**EXCERPT**
============================================================

The initial conversion price will be set at £79.65 (in line with the conversion price of the Outstanding Bonds), which will be subject to adjustments in certain circumstances in line with market practice.

The Bonds will include customary change of control adjustments, which will be set at levels corresponding with the change of control adjustments applicable to the Outstanding Bonds. The maximum reduction to the conversion price in a change of control scenario will be 47.5%, in line with the Outstanding Bonds.

Settlement and delivery of the Bonds is expected to take place on or around 19 September 2024 (the "Settlement Date").

The Bonds will be redeemed on 19 September 2028, unless previously converted, exchanged, redeemed or purchased and cancelled in accordance with the terms and conditions of the Bonds, at a redemption price of 120% of the principal amount, implying an annual yield to maturity of 14.84%.

The Bonds may be redeemed at the option of the Issuer at the Accreted Redemption Amount plus accrued but unpaid interest (i) at any time on or after 10 October 2027, if the Parity Value (as defined in the Terms and Conditions) on at least 20 out of any period of 30 consecutive dealing days ending no more than five London business days prior to the giving of the relevant redemption notice, shall have equalled or exceeded 130% of the Accreted Redemption Amount of the Bond; or (ii) at any time, if 15% or less of the principal amount of the Bonds originally issued remains outstanding.

============================================================

**GIVEN TASK**
Reproduce the bond terms above word for word, from the sentence on the initial conversion price through the last redemption condition.

**RECORD EXCERPTS**
============================================================

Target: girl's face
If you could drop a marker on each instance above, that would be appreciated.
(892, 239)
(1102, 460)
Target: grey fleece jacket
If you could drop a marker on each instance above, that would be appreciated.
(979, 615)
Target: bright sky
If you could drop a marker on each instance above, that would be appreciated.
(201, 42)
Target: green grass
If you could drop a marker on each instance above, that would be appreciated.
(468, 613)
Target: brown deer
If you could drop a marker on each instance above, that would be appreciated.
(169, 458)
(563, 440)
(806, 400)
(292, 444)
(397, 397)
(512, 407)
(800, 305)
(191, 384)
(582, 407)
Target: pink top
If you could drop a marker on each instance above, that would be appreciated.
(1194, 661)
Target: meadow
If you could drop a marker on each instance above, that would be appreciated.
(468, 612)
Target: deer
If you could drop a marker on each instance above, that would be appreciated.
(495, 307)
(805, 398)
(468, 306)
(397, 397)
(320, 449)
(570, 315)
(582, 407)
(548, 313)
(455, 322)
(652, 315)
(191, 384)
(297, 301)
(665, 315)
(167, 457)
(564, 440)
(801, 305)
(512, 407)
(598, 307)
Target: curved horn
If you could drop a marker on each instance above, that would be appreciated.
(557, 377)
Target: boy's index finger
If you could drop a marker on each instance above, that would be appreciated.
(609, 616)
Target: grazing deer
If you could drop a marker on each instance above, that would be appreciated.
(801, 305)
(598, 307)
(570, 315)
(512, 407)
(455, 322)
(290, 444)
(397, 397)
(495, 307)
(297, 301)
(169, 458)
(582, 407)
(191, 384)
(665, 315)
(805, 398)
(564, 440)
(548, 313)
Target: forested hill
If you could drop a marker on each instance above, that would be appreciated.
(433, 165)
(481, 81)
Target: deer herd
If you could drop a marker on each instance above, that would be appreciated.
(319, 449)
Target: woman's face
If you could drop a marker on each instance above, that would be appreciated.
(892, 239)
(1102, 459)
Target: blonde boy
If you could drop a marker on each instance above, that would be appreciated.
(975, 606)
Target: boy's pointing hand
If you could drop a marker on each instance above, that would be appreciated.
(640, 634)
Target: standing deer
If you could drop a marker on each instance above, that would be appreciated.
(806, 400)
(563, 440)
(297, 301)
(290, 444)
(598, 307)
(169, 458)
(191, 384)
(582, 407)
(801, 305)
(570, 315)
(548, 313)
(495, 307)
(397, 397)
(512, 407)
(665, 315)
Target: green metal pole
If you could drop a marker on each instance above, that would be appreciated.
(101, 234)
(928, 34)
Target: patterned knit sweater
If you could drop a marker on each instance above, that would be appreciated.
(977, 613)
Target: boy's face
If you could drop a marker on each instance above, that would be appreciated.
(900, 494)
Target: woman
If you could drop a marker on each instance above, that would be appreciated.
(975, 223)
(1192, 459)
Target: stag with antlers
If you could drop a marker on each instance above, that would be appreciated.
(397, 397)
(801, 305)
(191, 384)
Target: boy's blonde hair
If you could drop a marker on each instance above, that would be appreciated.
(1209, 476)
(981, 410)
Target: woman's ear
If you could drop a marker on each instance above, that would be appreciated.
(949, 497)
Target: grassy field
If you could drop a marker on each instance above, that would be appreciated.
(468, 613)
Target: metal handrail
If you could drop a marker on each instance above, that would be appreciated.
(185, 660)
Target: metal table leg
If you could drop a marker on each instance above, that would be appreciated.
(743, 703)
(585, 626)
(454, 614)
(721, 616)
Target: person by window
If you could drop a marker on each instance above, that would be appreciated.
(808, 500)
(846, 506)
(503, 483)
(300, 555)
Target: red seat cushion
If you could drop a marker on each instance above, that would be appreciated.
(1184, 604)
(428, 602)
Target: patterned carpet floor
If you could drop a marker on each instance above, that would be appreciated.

============================================================

**RESPONSE TO THE TASK**
The initial conversion price will be set at £79.65 (in line with the conversion price of the Outstanding Bonds), which will be subject to adjustments in certain circumstances in line with market practice.

The Bonds will include customary change of control adjustments, which will be set at levels corresponding with the change of control adjustments applicable to the Outstanding Bonds. The maximum reduction to the conversion price in a change of control scenario will be 47.5%, in line with the Outstanding Bonds.

Settlement and delivery of the Bonds is expected to take place on or around 19 September 2024 (the "Settlement Date").

The Bonds will be redeemed on 19 September 2028, unless previously converted, exchanged, redeemed or purchased and cancelled in accordance with the terms and conditions of the Bonds, at a redemption price of 120% of the principal amount, implying an annual yield to maturity of 14.84%.

The Bonds may be redeemed at the option of the Issuer at the Accreted Redemption Amount plus accrued but unpaid interest (i) at any time on or after 10 October 2027, if the Parity Value (as defined in the Terms and Conditions) on at least 20 out of any period of 30 consecutive dealing days ending no more than five London business days prior to the giving of the relevant redemption notice, shall have equalled or exceeded 130% of the Accreted Redemption Amount of the Bond; or (ii) at any time, if 15% or less of the principal amount of the Bonds originally issued remains outstanding.